## Exercise goal:
Render the lines below as a Markdown table with the columns "Row" and "Line", leaving out blank lines. Begin at the line that has "job: give the outline of every instance of the balcony" and stop after the line that has "[[328,498],[354,498],[354,492],[350,492],[348,485],[328,482]]".
## begin Given records
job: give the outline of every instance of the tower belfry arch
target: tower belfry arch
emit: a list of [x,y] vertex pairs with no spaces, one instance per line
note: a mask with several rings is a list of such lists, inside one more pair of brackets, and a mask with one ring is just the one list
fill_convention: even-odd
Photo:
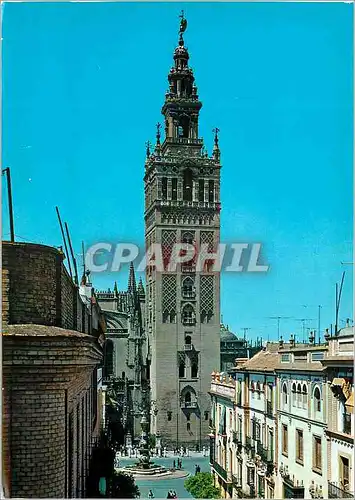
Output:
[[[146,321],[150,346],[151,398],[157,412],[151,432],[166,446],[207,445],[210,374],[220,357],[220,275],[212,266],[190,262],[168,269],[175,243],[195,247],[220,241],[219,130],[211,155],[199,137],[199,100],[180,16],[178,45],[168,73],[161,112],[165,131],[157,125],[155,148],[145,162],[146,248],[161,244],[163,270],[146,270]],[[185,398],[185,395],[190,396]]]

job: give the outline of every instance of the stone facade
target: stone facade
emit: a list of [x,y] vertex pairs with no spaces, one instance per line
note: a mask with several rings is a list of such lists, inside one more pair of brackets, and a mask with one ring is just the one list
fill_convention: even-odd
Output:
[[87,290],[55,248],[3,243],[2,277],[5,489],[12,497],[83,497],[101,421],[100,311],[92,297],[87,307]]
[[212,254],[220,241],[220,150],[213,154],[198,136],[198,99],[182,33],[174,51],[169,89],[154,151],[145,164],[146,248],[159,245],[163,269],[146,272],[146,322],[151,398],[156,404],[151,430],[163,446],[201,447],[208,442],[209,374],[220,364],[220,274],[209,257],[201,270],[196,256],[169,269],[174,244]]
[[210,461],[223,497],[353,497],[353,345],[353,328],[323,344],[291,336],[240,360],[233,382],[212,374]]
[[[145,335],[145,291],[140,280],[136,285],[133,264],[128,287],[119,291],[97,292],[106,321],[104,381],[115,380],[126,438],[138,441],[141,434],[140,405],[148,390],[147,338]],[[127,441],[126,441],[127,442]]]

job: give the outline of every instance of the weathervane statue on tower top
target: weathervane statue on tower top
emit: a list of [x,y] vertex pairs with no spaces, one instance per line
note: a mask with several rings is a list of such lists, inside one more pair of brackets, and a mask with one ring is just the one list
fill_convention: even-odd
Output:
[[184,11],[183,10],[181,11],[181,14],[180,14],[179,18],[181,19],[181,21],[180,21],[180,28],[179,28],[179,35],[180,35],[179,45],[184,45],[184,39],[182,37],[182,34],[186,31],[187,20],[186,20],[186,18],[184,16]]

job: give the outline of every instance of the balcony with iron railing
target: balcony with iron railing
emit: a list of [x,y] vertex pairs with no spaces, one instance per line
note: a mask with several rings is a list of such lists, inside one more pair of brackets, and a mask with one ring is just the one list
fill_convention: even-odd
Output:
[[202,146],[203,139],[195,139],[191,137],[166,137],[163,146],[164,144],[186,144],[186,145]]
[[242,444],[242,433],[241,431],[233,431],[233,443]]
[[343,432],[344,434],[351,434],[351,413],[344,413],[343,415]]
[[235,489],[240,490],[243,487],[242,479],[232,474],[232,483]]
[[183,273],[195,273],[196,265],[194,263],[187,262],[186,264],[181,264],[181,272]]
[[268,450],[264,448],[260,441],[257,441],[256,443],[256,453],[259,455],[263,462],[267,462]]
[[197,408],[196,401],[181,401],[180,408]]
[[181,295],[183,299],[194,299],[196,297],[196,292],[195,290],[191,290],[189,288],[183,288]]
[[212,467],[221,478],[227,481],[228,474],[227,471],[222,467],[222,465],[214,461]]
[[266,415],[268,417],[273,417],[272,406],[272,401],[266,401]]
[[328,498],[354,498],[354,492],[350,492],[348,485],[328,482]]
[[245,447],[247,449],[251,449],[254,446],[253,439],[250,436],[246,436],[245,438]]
## end Given records
## Task response:
| Row | Line |
|---|---|
| 1 | job: give the outline of every instance of the balcony with iron railing |
| 2 | target: balcony with iron railing |
| 3 | emit: a list of [x,y] vertex pairs with no spaces, one instance per line |
| 4 | note: a mask with several rings is a list of such lists, inside one more pair of brackets, and a mask with one ring is just the one list |
| 5 | fill_convention: even-odd |
| 6 | Output: |
| 7 | [[202,146],[203,139],[195,139],[191,137],[166,137],[163,146],[164,144],[186,144],[186,145]] |
| 8 | [[242,444],[242,433],[241,431],[233,431],[233,443]] |
| 9 | [[343,432],[344,434],[351,434],[351,413],[344,413],[343,415]] |
| 10 | [[235,489],[240,490],[243,487],[242,479],[232,474],[232,483]] |
| 11 | [[183,273],[195,273],[196,265],[194,263],[187,262],[186,264],[181,264],[181,272]] |
| 12 | [[268,450],[264,448],[260,441],[257,441],[256,443],[256,453],[259,455],[263,462],[267,462]] |
| 13 | [[197,408],[196,401],[181,401],[180,408]] |
| 14 | [[181,295],[183,299],[194,299],[196,297],[196,292],[195,290],[191,290],[189,288],[183,288]] |
| 15 | [[212,467],[221,478],[227,481],[228,474],[227,471],[222,467],[222,465],[214,461]] |
| 16 | [[266,415],[268,417],[273,417],[272,406],[272,401],[266,401]] |
| 17 | [[328,498],[354,498],[354,492],[350,492],[348,485],[328,482]] |